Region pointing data
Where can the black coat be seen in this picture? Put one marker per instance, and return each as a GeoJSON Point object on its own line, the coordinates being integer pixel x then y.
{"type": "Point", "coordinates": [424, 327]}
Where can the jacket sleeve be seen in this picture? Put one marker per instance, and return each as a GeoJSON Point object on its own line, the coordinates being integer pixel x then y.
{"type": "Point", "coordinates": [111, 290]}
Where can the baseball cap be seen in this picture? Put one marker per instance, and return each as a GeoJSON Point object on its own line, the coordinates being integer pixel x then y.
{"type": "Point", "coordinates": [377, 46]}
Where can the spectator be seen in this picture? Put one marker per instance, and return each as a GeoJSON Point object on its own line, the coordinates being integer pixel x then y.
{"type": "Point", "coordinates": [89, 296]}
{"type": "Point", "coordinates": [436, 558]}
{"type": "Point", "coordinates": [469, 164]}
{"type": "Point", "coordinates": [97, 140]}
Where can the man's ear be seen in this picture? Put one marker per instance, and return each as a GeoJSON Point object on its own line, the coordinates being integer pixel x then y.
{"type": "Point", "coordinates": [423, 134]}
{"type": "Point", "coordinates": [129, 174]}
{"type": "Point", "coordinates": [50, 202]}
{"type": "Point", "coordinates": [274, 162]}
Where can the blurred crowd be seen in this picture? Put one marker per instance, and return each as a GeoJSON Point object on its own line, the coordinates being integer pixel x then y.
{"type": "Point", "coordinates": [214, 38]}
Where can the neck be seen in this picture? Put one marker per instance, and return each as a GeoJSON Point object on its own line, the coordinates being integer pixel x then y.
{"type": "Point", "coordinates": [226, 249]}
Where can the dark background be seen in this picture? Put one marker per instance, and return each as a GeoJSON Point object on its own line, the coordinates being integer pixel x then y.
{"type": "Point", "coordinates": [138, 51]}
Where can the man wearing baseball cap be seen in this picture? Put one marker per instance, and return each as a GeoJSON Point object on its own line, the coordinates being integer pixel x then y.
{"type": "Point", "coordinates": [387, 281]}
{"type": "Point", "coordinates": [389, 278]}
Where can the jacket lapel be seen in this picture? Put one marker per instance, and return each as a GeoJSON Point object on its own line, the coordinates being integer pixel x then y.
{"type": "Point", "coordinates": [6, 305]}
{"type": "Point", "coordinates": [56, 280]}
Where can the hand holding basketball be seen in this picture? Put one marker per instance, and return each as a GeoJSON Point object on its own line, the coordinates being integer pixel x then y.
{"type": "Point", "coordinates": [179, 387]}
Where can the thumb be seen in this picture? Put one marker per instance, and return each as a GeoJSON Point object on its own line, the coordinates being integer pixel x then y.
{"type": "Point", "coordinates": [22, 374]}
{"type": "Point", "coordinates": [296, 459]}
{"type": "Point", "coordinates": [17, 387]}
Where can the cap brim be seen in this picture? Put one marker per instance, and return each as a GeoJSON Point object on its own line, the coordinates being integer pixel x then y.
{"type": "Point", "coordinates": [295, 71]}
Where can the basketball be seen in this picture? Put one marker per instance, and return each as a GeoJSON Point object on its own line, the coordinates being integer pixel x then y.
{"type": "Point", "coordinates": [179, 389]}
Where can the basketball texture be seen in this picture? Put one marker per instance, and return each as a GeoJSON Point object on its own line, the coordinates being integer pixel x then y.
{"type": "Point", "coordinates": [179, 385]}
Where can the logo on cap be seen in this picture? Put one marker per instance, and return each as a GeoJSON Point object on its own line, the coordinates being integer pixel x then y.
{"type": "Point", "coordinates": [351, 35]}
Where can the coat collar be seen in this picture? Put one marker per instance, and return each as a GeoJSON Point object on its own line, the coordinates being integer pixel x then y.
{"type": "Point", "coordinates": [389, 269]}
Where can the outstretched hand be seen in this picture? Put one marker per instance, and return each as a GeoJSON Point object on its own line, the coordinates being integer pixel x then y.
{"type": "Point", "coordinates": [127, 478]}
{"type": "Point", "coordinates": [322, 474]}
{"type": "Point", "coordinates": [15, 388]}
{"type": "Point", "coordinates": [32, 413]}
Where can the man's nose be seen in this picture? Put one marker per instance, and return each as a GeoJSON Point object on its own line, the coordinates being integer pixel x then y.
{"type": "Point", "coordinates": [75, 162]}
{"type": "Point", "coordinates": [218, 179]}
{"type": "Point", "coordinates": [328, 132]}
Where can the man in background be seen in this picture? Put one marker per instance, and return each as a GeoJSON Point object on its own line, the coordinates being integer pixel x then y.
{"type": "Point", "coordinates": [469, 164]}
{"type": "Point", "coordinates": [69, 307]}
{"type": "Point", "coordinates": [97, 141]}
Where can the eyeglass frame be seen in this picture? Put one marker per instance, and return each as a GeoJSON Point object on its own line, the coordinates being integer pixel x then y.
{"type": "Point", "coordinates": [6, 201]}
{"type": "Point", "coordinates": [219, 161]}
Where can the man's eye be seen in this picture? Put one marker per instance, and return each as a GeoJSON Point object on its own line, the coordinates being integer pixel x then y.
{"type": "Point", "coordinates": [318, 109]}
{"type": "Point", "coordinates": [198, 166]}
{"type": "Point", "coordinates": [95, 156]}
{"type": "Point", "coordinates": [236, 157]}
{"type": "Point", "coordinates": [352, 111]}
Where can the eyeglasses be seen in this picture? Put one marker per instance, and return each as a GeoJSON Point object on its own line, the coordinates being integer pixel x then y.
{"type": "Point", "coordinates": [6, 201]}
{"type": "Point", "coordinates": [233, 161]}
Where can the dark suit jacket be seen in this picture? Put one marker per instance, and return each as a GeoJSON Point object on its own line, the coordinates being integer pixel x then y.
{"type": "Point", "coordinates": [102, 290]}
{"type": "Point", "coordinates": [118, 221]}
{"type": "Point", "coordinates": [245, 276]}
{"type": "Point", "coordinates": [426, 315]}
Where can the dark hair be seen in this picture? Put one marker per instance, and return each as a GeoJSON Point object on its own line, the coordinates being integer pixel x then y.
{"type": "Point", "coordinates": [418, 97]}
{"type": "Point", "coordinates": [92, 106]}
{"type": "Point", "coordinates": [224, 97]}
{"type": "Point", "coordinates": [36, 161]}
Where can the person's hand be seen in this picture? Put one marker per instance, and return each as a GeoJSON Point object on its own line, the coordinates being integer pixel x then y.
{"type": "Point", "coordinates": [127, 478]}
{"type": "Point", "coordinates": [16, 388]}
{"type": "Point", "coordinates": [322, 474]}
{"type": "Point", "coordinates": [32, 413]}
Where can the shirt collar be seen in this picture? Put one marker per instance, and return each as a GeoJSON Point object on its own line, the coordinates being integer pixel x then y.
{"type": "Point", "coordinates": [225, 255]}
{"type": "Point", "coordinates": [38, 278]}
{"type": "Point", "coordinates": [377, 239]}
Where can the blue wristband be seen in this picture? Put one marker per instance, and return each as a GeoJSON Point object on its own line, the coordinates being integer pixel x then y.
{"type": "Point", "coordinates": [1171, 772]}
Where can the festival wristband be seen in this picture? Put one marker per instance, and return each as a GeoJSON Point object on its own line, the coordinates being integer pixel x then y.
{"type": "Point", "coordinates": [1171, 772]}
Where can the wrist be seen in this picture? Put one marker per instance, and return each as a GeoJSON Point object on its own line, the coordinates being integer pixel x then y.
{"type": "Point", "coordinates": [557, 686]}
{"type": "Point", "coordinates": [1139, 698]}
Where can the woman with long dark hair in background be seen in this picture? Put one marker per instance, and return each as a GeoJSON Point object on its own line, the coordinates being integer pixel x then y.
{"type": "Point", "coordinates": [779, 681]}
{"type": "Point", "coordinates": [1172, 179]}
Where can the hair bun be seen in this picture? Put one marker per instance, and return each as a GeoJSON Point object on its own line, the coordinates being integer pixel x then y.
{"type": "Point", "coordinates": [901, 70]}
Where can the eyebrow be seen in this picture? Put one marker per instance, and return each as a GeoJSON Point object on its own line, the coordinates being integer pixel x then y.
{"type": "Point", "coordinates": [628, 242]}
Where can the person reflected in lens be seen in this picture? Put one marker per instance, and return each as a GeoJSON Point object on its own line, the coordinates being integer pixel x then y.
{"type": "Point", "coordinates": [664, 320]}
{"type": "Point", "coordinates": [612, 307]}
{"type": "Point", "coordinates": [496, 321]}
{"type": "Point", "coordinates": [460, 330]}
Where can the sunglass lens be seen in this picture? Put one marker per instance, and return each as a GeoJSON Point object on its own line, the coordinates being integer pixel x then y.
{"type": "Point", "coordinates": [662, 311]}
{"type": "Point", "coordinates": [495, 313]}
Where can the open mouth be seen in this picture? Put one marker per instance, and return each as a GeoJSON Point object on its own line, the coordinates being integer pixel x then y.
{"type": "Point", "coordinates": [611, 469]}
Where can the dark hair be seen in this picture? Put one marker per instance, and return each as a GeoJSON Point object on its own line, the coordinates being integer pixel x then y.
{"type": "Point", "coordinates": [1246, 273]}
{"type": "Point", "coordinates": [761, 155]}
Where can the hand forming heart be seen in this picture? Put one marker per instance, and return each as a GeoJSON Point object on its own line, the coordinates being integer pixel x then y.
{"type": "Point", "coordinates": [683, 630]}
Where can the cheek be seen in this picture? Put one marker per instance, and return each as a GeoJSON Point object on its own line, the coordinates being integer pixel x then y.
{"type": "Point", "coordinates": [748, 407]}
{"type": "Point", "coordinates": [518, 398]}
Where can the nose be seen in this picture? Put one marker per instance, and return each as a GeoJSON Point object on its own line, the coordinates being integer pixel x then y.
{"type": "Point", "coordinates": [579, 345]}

● EXERCISE GOAL: Only the lines from the one with "Where can the eyebrow" through the end of the records above are to be copied, exactly as written.

● TASK OUTPUT:
Where can the eyebrow be seen in this picture? Put one marker per instance, and return each as a GeoJSON Point object on its own line, the coordinates being integer pixel x then y.
{"type": "Point", "coordinates": [628, 242]}
Where can the person reflected in lens be seen in this picture? Put one marker per instance, and return each as a GeoJSON Point object on its own line, the coordinates being integer pixel x then y.
{"type": "Point", "coordinates": [664, 320]}
{"type": "Point", "coordinates": [612, 307]}
{"type": "Point", "coordinates": [496, 321]}
{"type": "Point", "coordinates": [460, 330]}
Where can the sunglass lens be seen in this picture? Put one marker per instance, and return each as a GeoJSON Point object on its own line, the coordinates being integer pixel x then y.
{"type": "Point", "coordinates": [662, 311]}
{"type": "Point", "coordinates": [495, 313]}
Where can the open mouth be seen in this picture? Put one marker per instance, and return each as a GeoJSON Point object on its own line, the coordinates being integer pixel x then y.
{"type": "Point", "coordinates": [611, 469]}
Where can the dark hair be seen in this picture? Put one marker per instance, and return each as a GeoJSON Point object on its own line, the coordinates being integer pixel x then y.
{"type": "Point", "coordinates": [1246, 273]}
{"type": "Point", "coordinates": [761, 155]}
Where can the hand forming heart be seen in this picture? Put one marker per instance, and return each as a GeoJSON Point object on its own line, the coordinates being integer pixel x then y.
{"type": "Point", "coordinates": [683, 630]}
Where can the cheek be seen in this picture? Put one marker per instance, and return each as a GeoJSON Point object on its own line, the coordinates being integer pixel x then y.
{"type": "Point", "coordinates": [748, 407]}
{"type": "Point", "coordinates": [518, 398]}
Where can the nose be seen in this picture? Put one marker per instance, and return each as a GeoJSON Point object on its own line, the coordinates being integer pixel x then y.
{"type": "Point", "coordinates": [579, 345]}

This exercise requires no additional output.